→ **Set task**: Repeat exactly the lines from the line containing "Note: annotate every instance of the pink" to the last line of the listing, including both.

=-=-=

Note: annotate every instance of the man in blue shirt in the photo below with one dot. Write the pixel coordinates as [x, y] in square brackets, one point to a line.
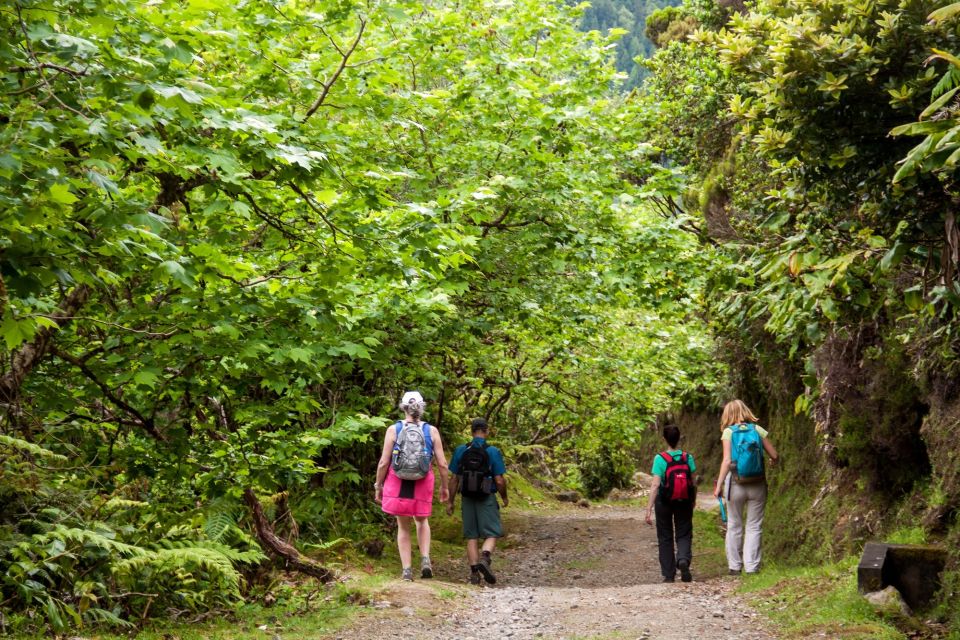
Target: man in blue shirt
[476, 472]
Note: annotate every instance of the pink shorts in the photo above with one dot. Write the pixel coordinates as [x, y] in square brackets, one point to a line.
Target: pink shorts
[412, 498]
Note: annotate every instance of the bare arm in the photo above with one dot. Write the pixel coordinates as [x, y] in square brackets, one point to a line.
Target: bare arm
[441, 461]
[388, 439]
[771, 450]
[654, 488]
[453, 485]
[724, 468]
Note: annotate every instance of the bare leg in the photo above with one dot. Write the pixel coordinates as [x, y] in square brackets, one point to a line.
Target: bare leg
[403, 541]
[423, 535]
[473, 552]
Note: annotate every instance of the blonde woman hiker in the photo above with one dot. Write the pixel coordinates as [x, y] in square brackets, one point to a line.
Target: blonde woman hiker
[742, 479]
[405, 480]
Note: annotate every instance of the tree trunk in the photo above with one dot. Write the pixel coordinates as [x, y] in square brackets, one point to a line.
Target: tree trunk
[29, 355]
[275, 545]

=-=-=

→ **Result**:
Note: annotate every instance of the pink shorts in the photo above with one dot. Write the pixel coordinates as [x, y] in square brackets, one point to a line.
Target: pink shorts
[412, 498]
Note: annotate every instance of the bare arm in the photo above with one dot. Write the pixel coordinates as [x, y] in square brackets, one point to a line.
Target: bare arm
[441, 461]
[388, 439]
[771, 450]
[654, 488]
[453, 485]
[724, 468]
Note: annotate every instance of the bare leg in the photo above with one dot. Write the pixel coordinates as [x, y] in square brackets, one point to a line.
Target: bare leg
[403, 541]
[423, 535]
[473, 552]
Note: annotate every instance of the blonde woman hiker in the photo above with one dot. Write the pixel coordinates as [x, y] in square brackets, one point to a line.
Target: blonde woman hiker
[742, 479]
[405, 480]
Note: annotate every instance of the tree trunk in the photo above with one dot. Write the pixel coordinates as [x, y] in square brackets, one point to a line.
Target: tree trunk
[29, 355]
[275, 545]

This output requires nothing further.